### ENTRIES SUPPLIED
.....

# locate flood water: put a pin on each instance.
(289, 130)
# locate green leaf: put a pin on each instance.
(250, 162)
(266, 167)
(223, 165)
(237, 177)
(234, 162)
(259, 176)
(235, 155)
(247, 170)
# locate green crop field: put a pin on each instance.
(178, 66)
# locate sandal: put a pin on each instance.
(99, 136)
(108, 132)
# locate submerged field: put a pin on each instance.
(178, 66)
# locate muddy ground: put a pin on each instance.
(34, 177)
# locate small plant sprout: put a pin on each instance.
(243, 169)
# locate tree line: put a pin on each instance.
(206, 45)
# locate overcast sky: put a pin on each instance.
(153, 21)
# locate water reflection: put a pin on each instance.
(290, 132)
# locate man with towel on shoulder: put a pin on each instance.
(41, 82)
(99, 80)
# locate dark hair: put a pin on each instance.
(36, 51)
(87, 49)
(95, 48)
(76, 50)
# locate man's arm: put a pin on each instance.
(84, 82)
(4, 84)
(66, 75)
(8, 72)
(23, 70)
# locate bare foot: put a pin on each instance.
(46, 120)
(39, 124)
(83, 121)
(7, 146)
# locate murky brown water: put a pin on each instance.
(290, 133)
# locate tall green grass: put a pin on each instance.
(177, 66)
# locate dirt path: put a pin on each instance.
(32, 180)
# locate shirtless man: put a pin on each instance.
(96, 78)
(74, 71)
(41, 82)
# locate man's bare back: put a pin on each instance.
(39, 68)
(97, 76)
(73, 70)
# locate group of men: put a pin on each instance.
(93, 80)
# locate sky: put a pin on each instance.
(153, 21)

.....

### DESCRIPTION OF THE TASK
Reproduce all of the records above, substituting "place a marker on" for every occurrence of "put a pin on" and leaving everything else unchanged.

### TASK ANSWER
# locate flood water: place a marker on each instance.
(289, 130)
# locate green leaf: place a marker on each instance.
(250, 162)
(266, 167)
(223, 165)
(237, 177)
(234, 162)
(259, 176)
(235, 155)
(247, 170)
# locate green crop field: place a marker on each instance.
(178, 66)
# locate sandal: place a marker on each instance.
(99, 136)
(108, 132)
# locate submerged field: place a marker on each instance.
(178, 66)
# locate muddy ground: place a marker on each instance.
(34, 177)
# locate small plant sprout: place a marker on each instance.
(243, 169)
# locate tree line: place a marker on each instance.
(206, 45)
# locate overcast sky: place a marker on each instance.
(153, 21)
# locate water reflection: place a marker on each instance.
(290, 132)
# locate man with towel on shoulder: place a marker on each instance.
(41, 82)
(99, 80)
# locate dark hair: place a marker on each instance.
(36, 51)
(87, 49)
(95, 48)
(76, 50)
# locate man's arm: place a marker on each instance.
(84, 82)
(4, 84)
(66, 75)
(8, 72)
(23, 70)
# locate bare foot: place a marker on each instance.
(46, 120)
(39, 124)
(83, 121)
(7, 146)
# locate murky brown water: place a marker on each instance.
(290, 133)
# locate tall green grass: place a marker on each instance.
(177, 66)
# locate dirt path: place a marker on each instance.
(32, 180)
# locate shirtless man: place a marker on each instance.
(96, 78)
(74, 71)
(41, 82)
# locate man's bare back: place a marker on each instance.
(39, 68)
(97, 76)
(73, 70)
# locate group of men: place a marker on each instance.
(93, 80)
# locate sky: place a marker on each instance.
(153, 21)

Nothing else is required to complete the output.